▶ [Input rows]
_ _ _ _
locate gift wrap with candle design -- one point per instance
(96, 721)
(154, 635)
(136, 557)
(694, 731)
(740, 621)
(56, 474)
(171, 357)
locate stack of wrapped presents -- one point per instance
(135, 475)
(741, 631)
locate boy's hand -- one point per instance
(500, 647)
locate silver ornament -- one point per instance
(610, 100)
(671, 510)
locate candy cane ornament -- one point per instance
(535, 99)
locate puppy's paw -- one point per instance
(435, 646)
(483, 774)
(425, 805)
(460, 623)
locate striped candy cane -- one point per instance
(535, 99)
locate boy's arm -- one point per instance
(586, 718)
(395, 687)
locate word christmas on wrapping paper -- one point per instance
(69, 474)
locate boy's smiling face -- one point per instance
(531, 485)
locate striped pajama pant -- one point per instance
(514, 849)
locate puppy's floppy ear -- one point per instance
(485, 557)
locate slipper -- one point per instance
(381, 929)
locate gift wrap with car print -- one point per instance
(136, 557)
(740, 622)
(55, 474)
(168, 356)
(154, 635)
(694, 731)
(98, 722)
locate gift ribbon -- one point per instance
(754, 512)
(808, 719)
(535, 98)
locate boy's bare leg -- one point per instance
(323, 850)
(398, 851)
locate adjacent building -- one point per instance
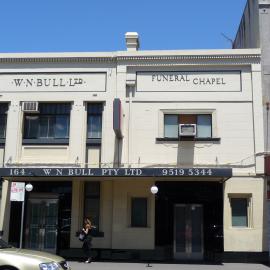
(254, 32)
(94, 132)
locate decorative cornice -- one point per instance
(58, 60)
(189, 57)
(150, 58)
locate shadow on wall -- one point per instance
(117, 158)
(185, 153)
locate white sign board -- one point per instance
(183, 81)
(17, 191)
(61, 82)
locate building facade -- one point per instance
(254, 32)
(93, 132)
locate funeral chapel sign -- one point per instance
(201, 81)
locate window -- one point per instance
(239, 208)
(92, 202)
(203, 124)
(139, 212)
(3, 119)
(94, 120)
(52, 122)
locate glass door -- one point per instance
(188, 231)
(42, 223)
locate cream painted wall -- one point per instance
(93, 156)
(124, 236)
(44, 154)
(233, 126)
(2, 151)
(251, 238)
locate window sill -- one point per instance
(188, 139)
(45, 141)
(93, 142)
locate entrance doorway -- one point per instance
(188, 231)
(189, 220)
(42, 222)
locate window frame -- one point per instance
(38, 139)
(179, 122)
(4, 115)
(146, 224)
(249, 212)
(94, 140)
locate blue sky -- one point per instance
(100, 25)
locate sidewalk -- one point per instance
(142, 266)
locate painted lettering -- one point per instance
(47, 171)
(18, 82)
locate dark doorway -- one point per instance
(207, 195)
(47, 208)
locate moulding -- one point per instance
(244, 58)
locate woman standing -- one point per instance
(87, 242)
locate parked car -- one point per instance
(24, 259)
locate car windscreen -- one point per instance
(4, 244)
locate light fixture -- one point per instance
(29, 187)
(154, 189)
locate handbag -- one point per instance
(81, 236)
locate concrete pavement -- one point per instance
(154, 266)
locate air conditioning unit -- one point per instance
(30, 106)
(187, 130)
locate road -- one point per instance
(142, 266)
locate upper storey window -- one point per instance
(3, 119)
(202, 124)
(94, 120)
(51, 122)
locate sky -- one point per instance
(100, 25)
_ _ _ _
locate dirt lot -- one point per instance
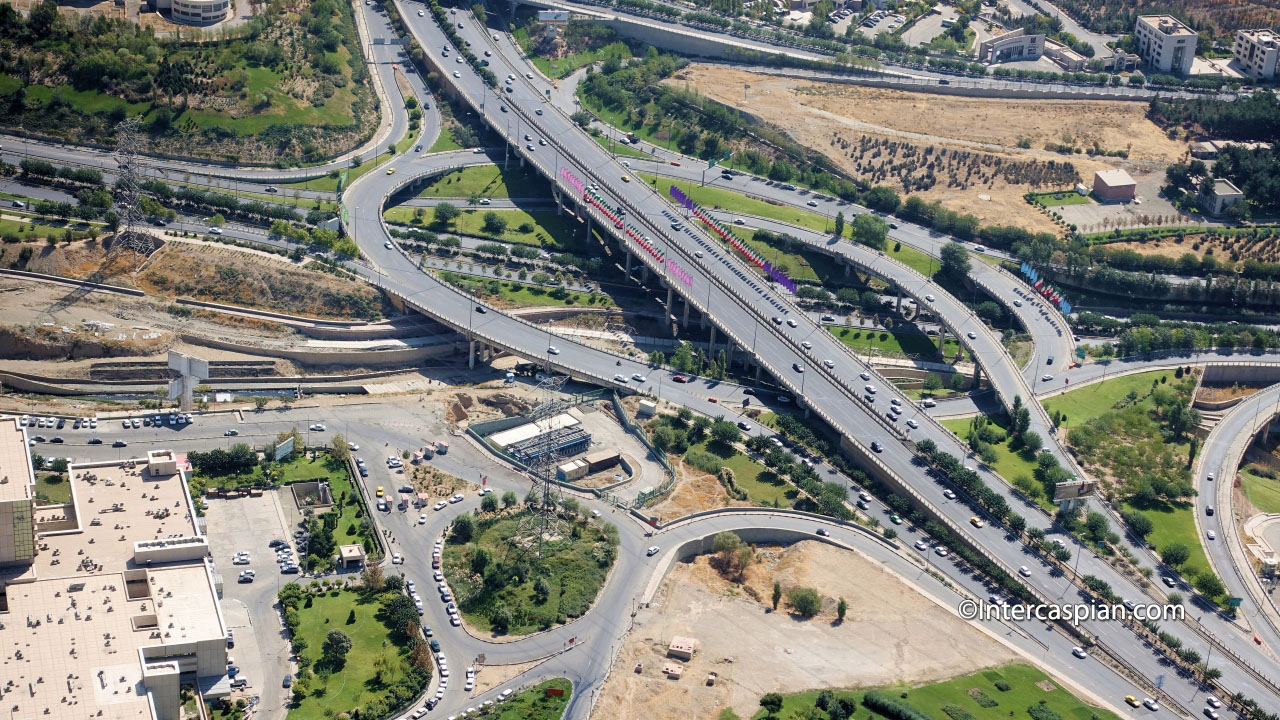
_ _ _ _
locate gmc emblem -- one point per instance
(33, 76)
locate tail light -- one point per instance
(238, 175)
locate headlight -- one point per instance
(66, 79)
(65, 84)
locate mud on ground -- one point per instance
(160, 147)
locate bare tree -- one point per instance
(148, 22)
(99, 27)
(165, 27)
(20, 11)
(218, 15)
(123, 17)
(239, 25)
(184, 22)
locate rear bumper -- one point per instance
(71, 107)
_ _ _ _
▶ [Given instruction] Extract every line from the entries above that contains the word "striped". Match its capitalization exactly.

▶ [Exercise solution]
locate striped candy cane -- one point per instance
locate striped pajama pant -- one point per instance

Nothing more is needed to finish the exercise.